Task brief: The expected result is the segment of the entries that begins with the line containing "Ground bride in" and ends with the last line, copied verbatim.

Dataset content:
----

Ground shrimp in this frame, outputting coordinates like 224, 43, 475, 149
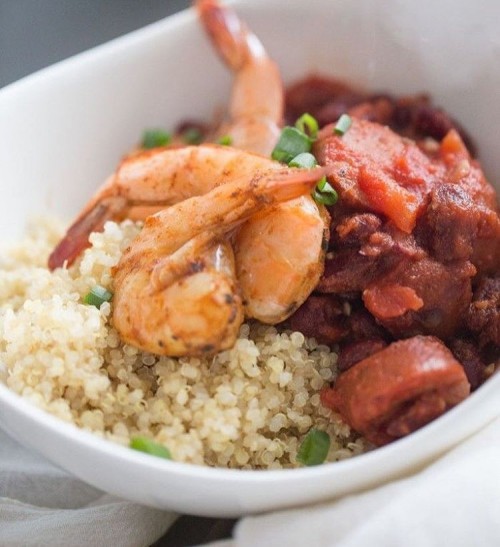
49, 0, 328, 346
48, 145, 279, 270
49, 141, 328, 323
234, 201, 330, 322
112, 166, 325, 356
197, 0, 330, 322
196, 0, 283, 155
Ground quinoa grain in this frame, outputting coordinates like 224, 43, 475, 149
0, 218, 370, 468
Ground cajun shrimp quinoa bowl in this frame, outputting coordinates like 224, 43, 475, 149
0, 0, 499, 471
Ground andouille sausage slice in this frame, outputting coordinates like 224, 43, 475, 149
321, 335, 470, 445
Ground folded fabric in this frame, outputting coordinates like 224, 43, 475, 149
0, 430, 176, 547
212, 417, 500, 547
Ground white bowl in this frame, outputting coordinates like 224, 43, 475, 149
0, 0, 498, 517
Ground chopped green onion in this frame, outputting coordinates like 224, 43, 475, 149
83, 285, 113, 308
317, 177, 331, 191
141, 129, 172, 149
217, 134, 233, 146
295, 113, 319, 140
334, 114, 352, 136
183, 127, 204, 145
297, 428, 330, 466
272, 126, 312, 164
289, 152, 318, 169
312, 177, 338, 206
130, 437, 172, 459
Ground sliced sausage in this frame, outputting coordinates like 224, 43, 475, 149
321, 336, 470, 445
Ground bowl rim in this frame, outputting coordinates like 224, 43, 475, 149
1, 372, 498, 481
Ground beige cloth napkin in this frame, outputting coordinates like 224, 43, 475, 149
0, 430, 176, 547
210, 417, 500, 547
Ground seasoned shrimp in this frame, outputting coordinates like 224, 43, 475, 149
112, 166, 325, 356
49, 0, 329, 340
48, 145, 280, 270
198, 0, 330, 322
196, 0, 282, 155
234, 200, 330, 322
48, 143, 327, 325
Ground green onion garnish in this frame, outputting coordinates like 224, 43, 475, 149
334, 114, 352, 136
295, 113, 319, 140
272, 126, 312, 164
141, 129, 171, 149
289, 152, 318, 169
183, 127, 203, 145
297, 428, 331, 466
312, 177, 338, 206
83, 285, 113, 309
130, 437, 172, 459
218, 134, 233, 146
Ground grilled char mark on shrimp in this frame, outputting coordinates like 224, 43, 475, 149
112, 166, 326, 356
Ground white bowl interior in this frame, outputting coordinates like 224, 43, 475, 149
0, 0, 498, 516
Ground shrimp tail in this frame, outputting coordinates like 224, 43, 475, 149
197, 0, 283, 154
196, 0, 265, 69
245, 166, 326, 205
48, 196, 128, 270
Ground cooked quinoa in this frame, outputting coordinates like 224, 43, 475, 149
0, 218, 369, 469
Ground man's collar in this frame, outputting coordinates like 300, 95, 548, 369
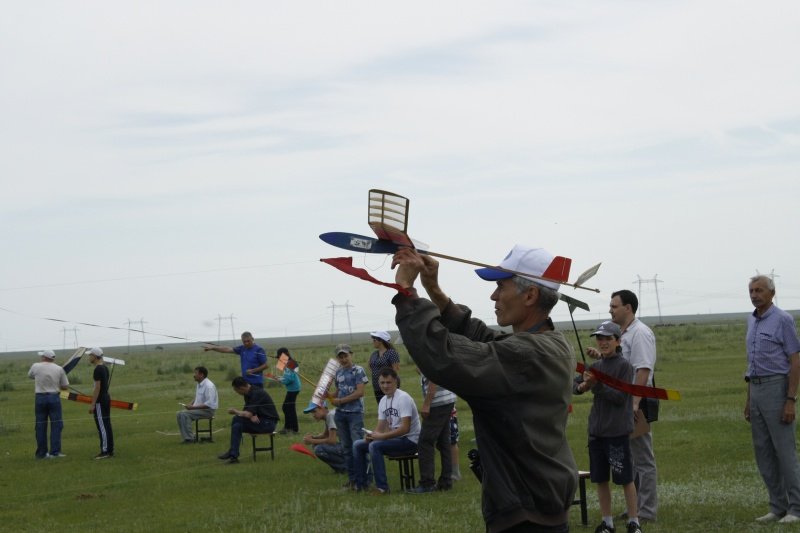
753, 303, 775, 319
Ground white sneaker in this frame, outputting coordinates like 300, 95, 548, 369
779, 514, 800, 524
755, 512, 782, 523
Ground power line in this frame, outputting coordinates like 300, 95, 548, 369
0, 260, 316, 292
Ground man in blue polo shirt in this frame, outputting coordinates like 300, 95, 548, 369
745, 275, 800, 524
203, 331, 269, 387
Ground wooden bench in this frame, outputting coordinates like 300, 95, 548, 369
571, 470, 591, 526
194, 416, 214, 443
244, 432, 277, 462
387, 453, 419, 491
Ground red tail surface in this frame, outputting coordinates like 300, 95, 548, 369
542, 256, 572, 283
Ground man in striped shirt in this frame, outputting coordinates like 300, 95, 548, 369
745, 275, 800, 524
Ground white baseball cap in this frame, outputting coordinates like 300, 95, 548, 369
475, 245, 561, 290
86, 347, 104, 357
38, 350, 56, 359
370, 331, 391, 343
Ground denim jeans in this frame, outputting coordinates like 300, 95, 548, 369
334, 410, 364, 482
314, 443, 347, 473
353, 436, 418, 491
34, 393, 63, 457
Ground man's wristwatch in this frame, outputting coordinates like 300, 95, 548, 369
787, 396, 798, 402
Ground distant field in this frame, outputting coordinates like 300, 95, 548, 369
1, 319, 797, 532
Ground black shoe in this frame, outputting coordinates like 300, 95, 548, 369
436, 481, 453, 491
626, 521, 642, 533
407, 485, 436, 494
594, 521, 615, 533
94, 452, 113, 460
182, 439, 194, 444
225, 456, 239, 464
217, 451, 233, 460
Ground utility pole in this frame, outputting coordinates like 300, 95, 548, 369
62, 327, 78, 350
328, 301, 354, 341
228, 314, 236, 341
633, 275, 664, 324
216, 314, 236, 342
125, 319, 133, 354
139, 318, 148, 350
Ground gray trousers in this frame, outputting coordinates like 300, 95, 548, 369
177, 409, 215, 441
418, 402, 454, 488
750, 376, 800, 516
631, 429, 658, 520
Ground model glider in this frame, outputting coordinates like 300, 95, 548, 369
62, 347, 87, 374
274, 353, 298, 371
60, 347, 139, 410
576, 362, 681, 401
320, 189, 601, 312
60, 391, 139, 411
289, 443, 316, 459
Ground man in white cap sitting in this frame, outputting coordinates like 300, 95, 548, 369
391, 244, 578, 533
28, 349, 70, 458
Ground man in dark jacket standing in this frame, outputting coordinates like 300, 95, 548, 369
392, 244, 577, 532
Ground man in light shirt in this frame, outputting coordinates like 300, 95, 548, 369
353, 368, 421, 494
177, 366, 219, 443
28, 349, 69, 459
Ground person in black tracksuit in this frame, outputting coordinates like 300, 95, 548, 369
88, 347, 114, 459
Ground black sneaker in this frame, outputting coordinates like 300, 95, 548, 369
94, 452, 113, 460
626, 522, 642, 533
225, 456, 239, 464
406, 485, 436, 494
594, 521, 615, 533
217, 451, 233, 460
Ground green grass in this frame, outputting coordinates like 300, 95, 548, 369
0, 321, 794, 532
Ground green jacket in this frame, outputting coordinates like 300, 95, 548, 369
394, 290, 577, 531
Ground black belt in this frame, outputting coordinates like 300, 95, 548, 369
748, 374, 786, 385
35, 392, 59, 396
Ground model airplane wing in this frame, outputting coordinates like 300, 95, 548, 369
62, 347, 87, 374
367, 189, 415, 247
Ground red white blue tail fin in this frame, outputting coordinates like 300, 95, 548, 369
542, 256, 572, 283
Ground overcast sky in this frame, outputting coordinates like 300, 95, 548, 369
1, 1, 798, 353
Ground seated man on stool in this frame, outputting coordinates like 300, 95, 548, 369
218, 376, 279, 464
353, 368, 421, 494
177, 366, 218, 443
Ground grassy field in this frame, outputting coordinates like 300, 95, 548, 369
0, 320, 795, 532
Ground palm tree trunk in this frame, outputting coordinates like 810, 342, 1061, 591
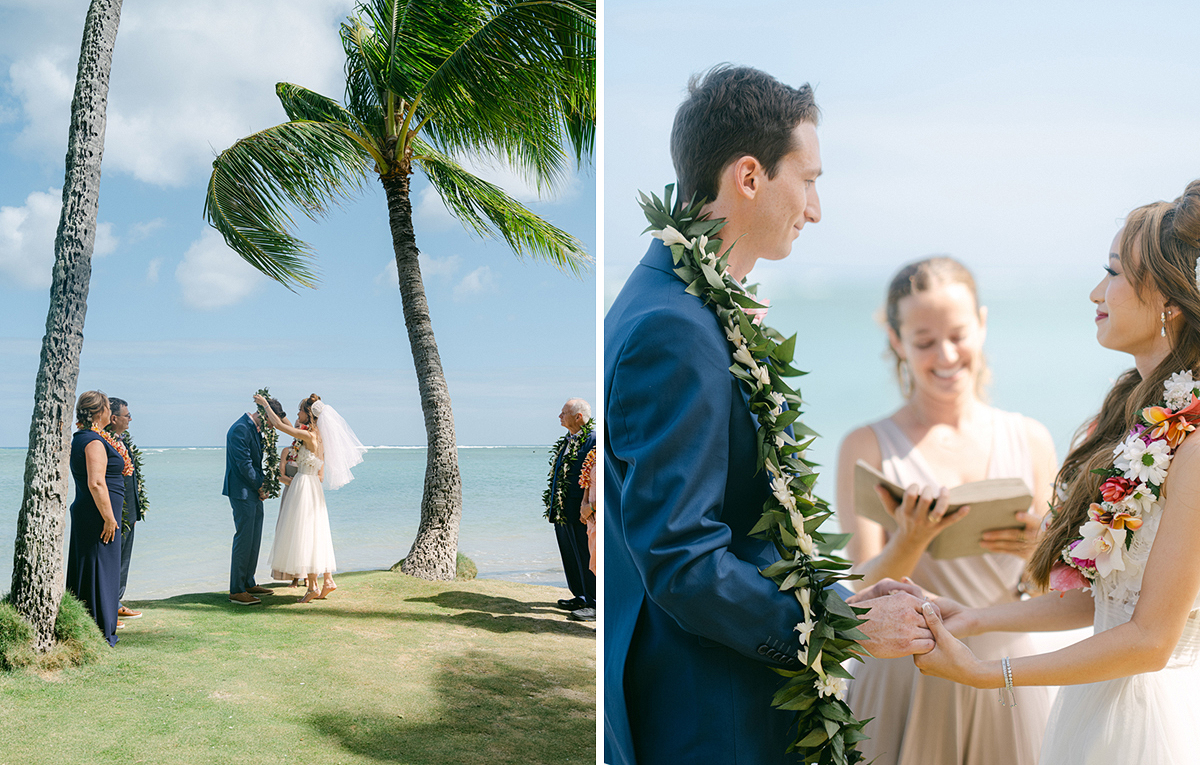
9, 0, 122, 651
382, 173, 462, 581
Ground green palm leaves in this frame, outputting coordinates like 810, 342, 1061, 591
205, 0, 595, 288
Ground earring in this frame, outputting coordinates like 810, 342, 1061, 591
898, 359, 913, 398
1162, 311, 1168, 338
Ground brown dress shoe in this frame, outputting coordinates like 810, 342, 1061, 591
118, 606, 142, 618
246, 586, 273, 595
229, 592, 262, 605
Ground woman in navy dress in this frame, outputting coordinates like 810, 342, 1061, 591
65, 390, 125, 646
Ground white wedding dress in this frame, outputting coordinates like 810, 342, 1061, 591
269, 443, 337, 579
1039, 496, 1200, 764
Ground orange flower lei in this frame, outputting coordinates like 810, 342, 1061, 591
578, 447, 596, 490
93, 427, 134, 476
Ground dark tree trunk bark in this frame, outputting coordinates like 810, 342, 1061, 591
381, 173, 462, 581
10, 0, 122, 651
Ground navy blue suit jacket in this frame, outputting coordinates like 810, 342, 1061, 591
605, 241, 832, 765
222, 413, 264, 501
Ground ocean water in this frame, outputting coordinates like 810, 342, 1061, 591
0, 445, 569, 600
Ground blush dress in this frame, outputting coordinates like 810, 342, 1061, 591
845, 410, 1051, 765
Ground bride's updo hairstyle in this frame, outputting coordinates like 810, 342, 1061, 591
883, 256, 990, 397
1030, 179, 1200, 589
299, 394, 322, 433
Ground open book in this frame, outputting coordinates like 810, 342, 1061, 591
853, 460, 1033, 560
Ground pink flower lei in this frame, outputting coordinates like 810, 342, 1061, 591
1052, 370, 1200, 590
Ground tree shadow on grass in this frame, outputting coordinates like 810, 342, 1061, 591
133, 591, 595, 637
308, 651, 595, 765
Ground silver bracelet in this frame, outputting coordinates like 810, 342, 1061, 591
998, 656, 1017, 707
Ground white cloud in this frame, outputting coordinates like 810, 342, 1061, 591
7, 0, 355, 187
0, 187, 116, 289
146, 257, 162, 283
375, 253, 461, 286
453, 266, 496, 300
129, 218, 166, 243
412, 185, 457, 231
175, 228, 267, 309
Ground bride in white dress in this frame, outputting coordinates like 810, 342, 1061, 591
254, 393, 366, 603
911, 180, 1200, 764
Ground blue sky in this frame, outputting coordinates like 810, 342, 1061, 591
604, 0, 1200, 304
0, 0, 596, 448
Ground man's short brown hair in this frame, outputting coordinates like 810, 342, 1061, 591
670, 65, 820, 203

----

Task solution:
Ground bride in white dress in this frame, outputting coordinates like 810, 342, 1061, 591
254, 393, 366, 603
911, 180, 1200, 764
Ground blue sky in this frame, outputting coordinates like 810, 342, 1061, 591
604, 0, 1200, 304
0, 0, 596, 448
Ground man's short brown hair in this frame, outputting coordinates like 810, 342, 1061, 591
670, 65, 820, 203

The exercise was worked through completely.